### Data for analysis
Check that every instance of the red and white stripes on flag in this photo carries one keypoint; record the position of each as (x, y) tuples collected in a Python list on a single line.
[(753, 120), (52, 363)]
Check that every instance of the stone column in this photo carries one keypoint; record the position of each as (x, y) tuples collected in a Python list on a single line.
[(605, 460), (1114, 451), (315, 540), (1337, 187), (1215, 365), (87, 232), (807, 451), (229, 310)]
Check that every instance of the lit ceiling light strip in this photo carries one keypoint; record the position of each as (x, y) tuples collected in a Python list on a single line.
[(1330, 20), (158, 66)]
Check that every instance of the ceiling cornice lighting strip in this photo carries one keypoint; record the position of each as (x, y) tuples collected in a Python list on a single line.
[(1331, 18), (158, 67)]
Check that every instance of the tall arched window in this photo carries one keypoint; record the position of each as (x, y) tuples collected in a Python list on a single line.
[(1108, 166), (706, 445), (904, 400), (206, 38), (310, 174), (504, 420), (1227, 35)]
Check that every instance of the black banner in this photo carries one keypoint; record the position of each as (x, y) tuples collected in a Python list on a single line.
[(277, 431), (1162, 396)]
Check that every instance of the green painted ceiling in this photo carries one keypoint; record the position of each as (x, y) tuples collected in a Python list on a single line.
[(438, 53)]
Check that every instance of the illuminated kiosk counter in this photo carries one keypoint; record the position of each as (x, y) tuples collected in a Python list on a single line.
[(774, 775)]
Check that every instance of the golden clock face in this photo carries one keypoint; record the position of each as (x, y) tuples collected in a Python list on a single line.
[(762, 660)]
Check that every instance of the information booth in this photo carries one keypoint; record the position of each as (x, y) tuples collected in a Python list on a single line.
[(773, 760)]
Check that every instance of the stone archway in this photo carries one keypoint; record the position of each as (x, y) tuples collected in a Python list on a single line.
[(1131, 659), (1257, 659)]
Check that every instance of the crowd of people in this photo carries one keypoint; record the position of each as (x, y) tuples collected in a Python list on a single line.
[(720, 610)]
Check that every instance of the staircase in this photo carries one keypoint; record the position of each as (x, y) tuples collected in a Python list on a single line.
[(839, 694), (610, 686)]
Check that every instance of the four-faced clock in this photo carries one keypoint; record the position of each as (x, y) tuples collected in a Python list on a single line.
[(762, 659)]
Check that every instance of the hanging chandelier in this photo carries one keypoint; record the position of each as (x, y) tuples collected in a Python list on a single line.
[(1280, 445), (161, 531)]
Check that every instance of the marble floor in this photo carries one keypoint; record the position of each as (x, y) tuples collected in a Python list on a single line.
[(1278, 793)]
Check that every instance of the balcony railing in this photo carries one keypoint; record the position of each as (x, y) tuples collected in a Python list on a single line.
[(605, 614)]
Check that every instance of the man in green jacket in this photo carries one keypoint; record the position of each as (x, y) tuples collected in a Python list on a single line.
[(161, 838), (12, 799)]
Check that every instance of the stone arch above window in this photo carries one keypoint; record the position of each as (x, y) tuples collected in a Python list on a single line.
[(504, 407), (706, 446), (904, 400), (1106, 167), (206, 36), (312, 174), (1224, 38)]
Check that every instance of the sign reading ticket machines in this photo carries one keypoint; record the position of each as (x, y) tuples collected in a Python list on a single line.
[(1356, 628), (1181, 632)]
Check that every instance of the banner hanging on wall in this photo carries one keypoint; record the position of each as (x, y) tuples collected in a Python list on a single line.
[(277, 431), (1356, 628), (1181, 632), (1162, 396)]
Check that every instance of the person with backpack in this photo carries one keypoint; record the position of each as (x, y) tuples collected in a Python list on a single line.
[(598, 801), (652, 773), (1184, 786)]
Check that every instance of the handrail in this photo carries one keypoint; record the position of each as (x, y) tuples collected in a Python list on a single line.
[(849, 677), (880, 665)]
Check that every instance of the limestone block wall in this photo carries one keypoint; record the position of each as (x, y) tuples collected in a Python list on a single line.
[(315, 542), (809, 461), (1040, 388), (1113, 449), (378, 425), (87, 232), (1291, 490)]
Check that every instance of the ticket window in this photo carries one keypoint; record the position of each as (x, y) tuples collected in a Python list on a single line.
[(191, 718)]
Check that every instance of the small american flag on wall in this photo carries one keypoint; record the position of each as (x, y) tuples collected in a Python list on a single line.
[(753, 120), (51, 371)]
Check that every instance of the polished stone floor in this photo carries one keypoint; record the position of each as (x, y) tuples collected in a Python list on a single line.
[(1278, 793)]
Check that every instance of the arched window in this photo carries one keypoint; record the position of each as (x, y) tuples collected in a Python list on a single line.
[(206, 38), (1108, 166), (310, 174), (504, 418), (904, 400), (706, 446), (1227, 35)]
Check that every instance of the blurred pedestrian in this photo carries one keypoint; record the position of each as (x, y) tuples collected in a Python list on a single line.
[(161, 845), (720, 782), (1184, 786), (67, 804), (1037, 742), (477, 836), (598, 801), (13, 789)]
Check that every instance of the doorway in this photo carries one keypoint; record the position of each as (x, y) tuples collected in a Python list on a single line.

### Exercise
Write out the records in full, exactly as they appear above.

### The answer
Check that every instance of the red and white stripes on flag in this photo carries one keypoint; record the position of each as (x, y) tuples collected in a Python list on a single line.
[(753, 120), (52, 363)]
Check that every instance of the stone column in this photo carries one keypoint; record the position of each as (x, y) tuples collected in a Python list on a single line.
[(605, 460), (1114, 451), (315, 540), (1337, 187), (1215, 365), (87, 232), (807, 451), (229, 310)]
Check that every instance of the lit ceiling light strip in this photo carries one keypoint; record the position of each as (x, y) tuples collected in a Python list on a single line.
[(1330, 20), (158, 66)]
Check that every instance of the ceiling cornice lighting strip in this photo carries one keypoint; record the position of each as (x, y) tuples collected in a Python list on a single line.
[(1331, 18), (158, 67)]
Check that every instance of the tall arched window in this photo carries one keypoint; record the position of each as (x, y) tuples collected in a Python list on a single line.
[(1108, 166), (706, 445), (904, 400), (206, 38), (310, 174), (504, 420), (1227, 35)]
Check that every instance of the black banner in this photo carries one keypoint; record the position of each as (x, y) tuples collected in a Python list on a single line.
[(277, 431), (1162, 396)]
Check that every instance of the green painted ceiling in this photo carries one keypoint; record the position of each as (x, y) tuples collected in a Python list on a single line.
[(438, 53)]
Check that every instance of the illuminated kiosk counter in this photo carries one keypoint; record the position of each as (x, y) tuples collected in a Python list on a single line.
[(774, 775)]
Check that every instance of the golden clock face in this photo carries one keypoint; record the position of each as (x, y) tuples collected in a Python list on a single line.
[(762, 660)]
Check that every instance of the information booth in this photo carries one keypoint; record the position of each as (x, y) tuples collected in a Python list on a single line.
[(773, 760)]
Check that every instance of the stone archway in this photo carries one keypoint; record the position of each as (x, y) tuples collected in a Python list on a single line.
[(1131, 659), (1257, 659)]
Check that every instance of the crowd of people in this photo carries one keypoint; record the position of each as (x, y) tuples collected in a Python list on a single line.
[(720, 610)]
Check that every instance of the staircase in this photo carries one keypoint; record the position of each as (x, y) tuples collected in a Python list on a single line.
[(839, 694), (610, 686)]
Check that every instance of the four-faced clock in this photo carries one keypoint; record the position of each as (x, y) tuples collected in a Python list on a single line.
[(762, 659)]
Check that every instance of the hanging chandelier in this photo carries one keypoint; record the position of each as (x, y) tuples collected in a Python list on a single line.
[(1280, 445), (161, 531)]
Check that every instance of the marble floor in this photo carries one keypoint; record the position of each as (x, y) tuples collected in a Python list on a single line.
[(1278, 793)]
Check that every instance of the balcony railing in this photo carries one keypoint; record the position of each as (x, y) tuples collected in a Python list on a single line.
[(605, 614)]
Check that every instance of the man in green jacket in this photo carries one keypoint; record the position of each as (x, y) tuples collected in a Python list on a single line.
[(161, 838), (12, 799)]
Check that every instance of the stone arch above window in this photo carries one keypoint; record the position of each as (x, y) tuples collected in a Python list on a single line.
[(504, 407), (706, 446), (904, 400), (1106, 167), (206, 36), (312, 174), (1224, 38)]
Check that every instance of the sign reading ticket machines in this photo carries one keypoint; record the position of each as (x, y) tuples collected in a Python list on a single line.
[(1356, 628), (1181, 632)]
Check that every instance of the banner hanging on wall in this photo carries one keypoint; record the position of each as (x, y) tuples collected in a Python list on a single line.
[(277, 431), (1356, 628), (1181, 632), (1162, 396)]
Check that every instance of the person with backpack in this photo carries one keypoint; record the position of each as (x, y) tuples collected in a Python list on a single line.
[(598, 801), (652, 773), (1184, 786)]
Check that every instance of the handrail in this photo carries one keypoint; record the position of each as (x, y) tuples collected in a Python list on a single line.
[(849, 677), (880, 665)]
Check that every instance of the limestone block wall in this photo carries one keypoint; record the position of each as (x, y) tuples collected in a Python list on a single line.
[(315, 542), (809, 461), (1040, 388), (1113, 449), (378, 425), (87, 232), (1291, 490)]
Check that every instance of the ticket window in this photo carries one keypoint; record the position of each as (x, y) tuples collected in a Python list on a single line.
[(191, 718)]
Check that every instance of the small american flag on wall in this photo carries one keypoint; record the position of each as (x, y) tuples collected in a Python list on a single line.
[(753, 120), (51, 371)]
Check that every instance of the polished stone floor in this photo carries one keypoint; record the position of each as (x, y) tuples collected in a Python list on a single line.
[(1278, 793)]
Check that every instance of the arched window in this photo carries one keypoint; record the position of each as (x, y) tuples collected in a Python list on a single line.
[(206, 38), (1108, 166), (310, 174), (504, 418), (904, 400), (706, 446), (1227, 35)]
Check that every instance of the blurred pedestrian in this photo carries one keypoint; record the position of each as (x, y) tuples collected in a Python list on a single line.
[(161, 845), (720, 782), (1184, 786), (67, 804), (1037, 742), (477, 836), (598, 801), (13, 789)]
Check that every instance of the doorway in this photo carries one keypoint; record the position of each as (x, y) tuples collected in a Python list on a single line.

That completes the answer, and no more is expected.